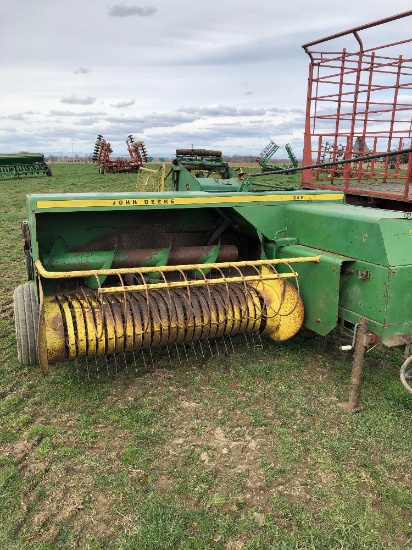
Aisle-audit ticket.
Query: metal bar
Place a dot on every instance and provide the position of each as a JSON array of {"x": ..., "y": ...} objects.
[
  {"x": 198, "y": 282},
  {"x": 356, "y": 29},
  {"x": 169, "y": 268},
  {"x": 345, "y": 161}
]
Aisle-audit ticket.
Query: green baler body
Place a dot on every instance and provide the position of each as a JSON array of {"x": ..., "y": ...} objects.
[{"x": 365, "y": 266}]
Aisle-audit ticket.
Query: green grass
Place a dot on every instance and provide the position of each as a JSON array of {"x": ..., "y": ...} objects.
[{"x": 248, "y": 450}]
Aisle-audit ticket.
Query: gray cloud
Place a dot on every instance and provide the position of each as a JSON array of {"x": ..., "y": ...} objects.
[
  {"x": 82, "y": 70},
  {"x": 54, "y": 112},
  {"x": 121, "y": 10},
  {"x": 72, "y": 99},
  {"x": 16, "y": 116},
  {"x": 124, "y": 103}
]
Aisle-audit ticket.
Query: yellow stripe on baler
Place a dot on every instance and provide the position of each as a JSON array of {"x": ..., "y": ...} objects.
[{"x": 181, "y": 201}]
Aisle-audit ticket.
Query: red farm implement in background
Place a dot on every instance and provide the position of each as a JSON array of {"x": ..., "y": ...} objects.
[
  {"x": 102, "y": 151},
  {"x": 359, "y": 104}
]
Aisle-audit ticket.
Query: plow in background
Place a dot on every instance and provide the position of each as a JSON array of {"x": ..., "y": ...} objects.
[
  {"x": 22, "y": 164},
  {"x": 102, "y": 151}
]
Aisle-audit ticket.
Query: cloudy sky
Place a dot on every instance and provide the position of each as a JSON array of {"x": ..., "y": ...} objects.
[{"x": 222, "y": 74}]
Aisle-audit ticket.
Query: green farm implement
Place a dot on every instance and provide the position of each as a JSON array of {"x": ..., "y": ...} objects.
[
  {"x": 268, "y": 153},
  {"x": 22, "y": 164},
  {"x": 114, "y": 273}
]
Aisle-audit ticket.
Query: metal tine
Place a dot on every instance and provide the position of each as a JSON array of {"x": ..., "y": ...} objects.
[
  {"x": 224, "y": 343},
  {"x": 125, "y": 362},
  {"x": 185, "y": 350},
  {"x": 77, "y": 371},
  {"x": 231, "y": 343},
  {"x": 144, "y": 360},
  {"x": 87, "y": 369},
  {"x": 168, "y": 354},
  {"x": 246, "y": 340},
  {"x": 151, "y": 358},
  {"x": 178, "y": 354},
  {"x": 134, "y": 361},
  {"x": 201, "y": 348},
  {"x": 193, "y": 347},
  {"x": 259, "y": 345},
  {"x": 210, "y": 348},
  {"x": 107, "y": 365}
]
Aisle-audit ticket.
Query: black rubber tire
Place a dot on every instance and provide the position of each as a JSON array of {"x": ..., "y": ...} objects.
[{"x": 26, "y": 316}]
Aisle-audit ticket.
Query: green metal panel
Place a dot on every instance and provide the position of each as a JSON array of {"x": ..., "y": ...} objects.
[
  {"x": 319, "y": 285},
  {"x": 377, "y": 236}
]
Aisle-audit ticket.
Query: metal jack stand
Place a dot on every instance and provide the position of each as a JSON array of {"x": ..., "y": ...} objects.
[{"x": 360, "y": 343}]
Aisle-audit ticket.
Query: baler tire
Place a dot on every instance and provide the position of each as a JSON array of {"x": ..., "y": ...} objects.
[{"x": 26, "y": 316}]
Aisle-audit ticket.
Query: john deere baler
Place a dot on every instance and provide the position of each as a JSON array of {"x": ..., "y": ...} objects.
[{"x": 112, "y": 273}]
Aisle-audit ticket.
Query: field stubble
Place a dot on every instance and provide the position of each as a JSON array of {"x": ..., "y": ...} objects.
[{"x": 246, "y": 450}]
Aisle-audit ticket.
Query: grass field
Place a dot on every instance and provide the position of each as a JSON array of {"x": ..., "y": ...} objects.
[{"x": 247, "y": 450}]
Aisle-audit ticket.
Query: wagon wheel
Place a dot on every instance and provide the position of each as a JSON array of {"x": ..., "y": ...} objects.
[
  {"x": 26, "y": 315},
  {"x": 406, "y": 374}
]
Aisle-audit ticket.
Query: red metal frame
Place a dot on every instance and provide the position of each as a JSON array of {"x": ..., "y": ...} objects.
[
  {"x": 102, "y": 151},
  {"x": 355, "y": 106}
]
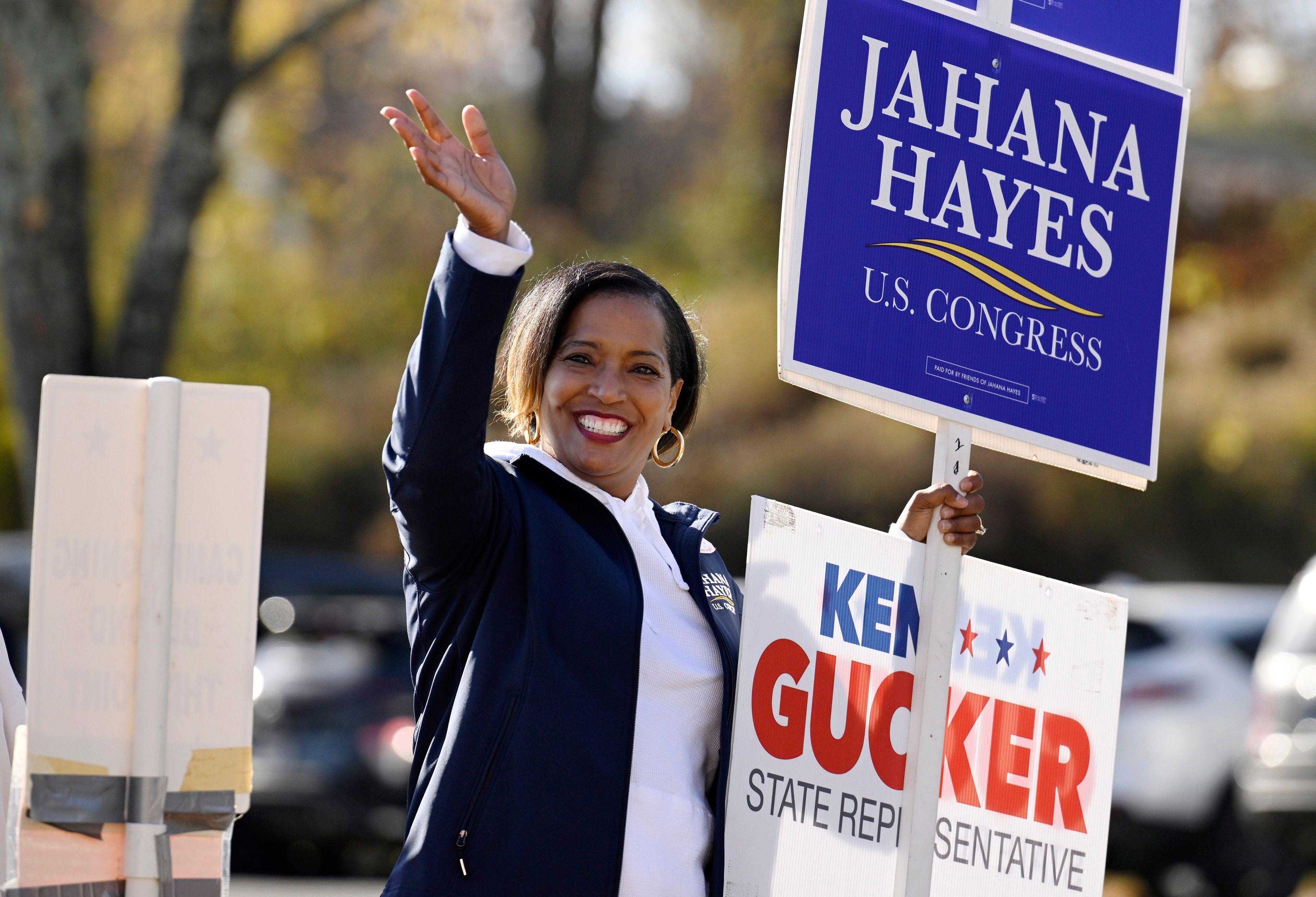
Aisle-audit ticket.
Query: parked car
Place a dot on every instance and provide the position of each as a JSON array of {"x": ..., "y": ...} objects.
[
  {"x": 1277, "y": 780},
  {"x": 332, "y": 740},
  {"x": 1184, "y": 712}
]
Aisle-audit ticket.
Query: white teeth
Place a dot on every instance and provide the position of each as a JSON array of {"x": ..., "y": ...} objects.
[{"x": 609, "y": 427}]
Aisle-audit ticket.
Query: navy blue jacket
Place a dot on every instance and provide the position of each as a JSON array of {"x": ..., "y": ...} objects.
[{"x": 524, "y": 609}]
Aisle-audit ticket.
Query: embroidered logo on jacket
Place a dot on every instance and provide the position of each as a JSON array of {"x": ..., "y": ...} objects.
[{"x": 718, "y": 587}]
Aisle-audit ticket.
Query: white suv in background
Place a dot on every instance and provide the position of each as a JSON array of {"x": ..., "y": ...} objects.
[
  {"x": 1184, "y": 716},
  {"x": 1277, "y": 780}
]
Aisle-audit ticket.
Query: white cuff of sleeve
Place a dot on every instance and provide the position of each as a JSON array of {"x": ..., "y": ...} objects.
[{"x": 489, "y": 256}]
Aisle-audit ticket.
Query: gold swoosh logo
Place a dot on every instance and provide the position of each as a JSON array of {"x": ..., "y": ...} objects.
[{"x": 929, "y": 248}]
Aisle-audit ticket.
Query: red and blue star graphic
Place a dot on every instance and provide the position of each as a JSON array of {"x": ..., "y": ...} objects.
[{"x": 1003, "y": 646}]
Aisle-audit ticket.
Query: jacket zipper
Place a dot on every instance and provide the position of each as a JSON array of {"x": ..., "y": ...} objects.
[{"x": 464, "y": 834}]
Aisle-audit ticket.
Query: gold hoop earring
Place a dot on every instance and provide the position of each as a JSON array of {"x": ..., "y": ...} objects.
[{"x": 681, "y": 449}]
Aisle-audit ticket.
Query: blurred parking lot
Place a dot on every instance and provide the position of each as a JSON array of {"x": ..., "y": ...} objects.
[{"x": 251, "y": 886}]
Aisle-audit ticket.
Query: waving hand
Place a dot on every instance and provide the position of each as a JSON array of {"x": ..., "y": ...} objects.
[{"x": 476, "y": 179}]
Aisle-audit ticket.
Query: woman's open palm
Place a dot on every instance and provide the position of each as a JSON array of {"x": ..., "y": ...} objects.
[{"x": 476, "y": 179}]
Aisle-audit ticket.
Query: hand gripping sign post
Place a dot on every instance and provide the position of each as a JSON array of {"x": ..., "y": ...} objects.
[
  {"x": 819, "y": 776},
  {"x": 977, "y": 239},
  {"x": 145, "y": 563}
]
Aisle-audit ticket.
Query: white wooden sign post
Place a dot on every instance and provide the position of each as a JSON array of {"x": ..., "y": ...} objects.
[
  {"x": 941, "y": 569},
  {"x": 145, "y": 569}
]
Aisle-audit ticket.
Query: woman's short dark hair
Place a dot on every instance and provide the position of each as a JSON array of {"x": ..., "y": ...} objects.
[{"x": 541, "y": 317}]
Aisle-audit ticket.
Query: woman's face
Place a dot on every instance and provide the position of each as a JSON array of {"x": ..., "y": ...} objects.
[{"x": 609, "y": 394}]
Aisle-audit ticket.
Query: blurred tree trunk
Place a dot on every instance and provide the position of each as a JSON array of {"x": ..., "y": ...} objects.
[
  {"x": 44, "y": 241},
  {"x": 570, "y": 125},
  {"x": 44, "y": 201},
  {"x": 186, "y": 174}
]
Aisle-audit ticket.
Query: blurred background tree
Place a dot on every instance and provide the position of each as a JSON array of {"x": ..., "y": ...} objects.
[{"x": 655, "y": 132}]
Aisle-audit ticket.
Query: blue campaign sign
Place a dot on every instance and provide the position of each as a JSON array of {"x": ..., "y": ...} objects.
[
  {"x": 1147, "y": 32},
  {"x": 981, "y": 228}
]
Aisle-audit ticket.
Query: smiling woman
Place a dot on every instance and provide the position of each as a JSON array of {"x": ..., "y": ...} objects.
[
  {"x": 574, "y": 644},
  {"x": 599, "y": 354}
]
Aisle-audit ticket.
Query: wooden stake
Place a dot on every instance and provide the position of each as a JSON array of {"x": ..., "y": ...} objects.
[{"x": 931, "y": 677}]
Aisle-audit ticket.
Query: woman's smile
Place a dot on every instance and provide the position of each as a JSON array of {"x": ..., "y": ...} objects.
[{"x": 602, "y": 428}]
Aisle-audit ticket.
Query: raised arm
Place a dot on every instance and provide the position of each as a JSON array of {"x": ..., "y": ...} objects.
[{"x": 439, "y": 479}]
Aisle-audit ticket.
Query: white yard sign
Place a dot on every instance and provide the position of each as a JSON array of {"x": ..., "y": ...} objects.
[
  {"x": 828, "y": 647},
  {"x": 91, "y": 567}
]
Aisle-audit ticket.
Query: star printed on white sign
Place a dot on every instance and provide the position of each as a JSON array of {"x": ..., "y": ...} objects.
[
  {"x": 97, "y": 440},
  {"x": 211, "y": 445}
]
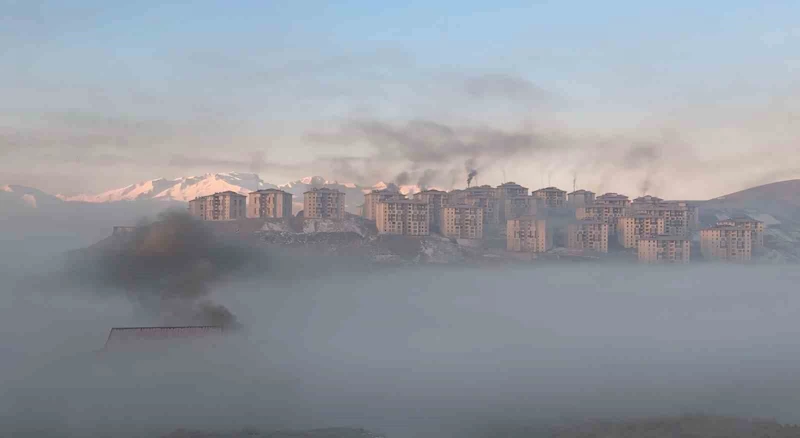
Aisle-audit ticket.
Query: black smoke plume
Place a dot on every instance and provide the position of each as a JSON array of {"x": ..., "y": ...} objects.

⁂

REQUIREMENTS:
Collect every line of the data above that contains the word "wooden", treating uppercase and lowercase as different.

ANSWER FOR THE TASK:
Query: white wooden sign post
Query: wooden stake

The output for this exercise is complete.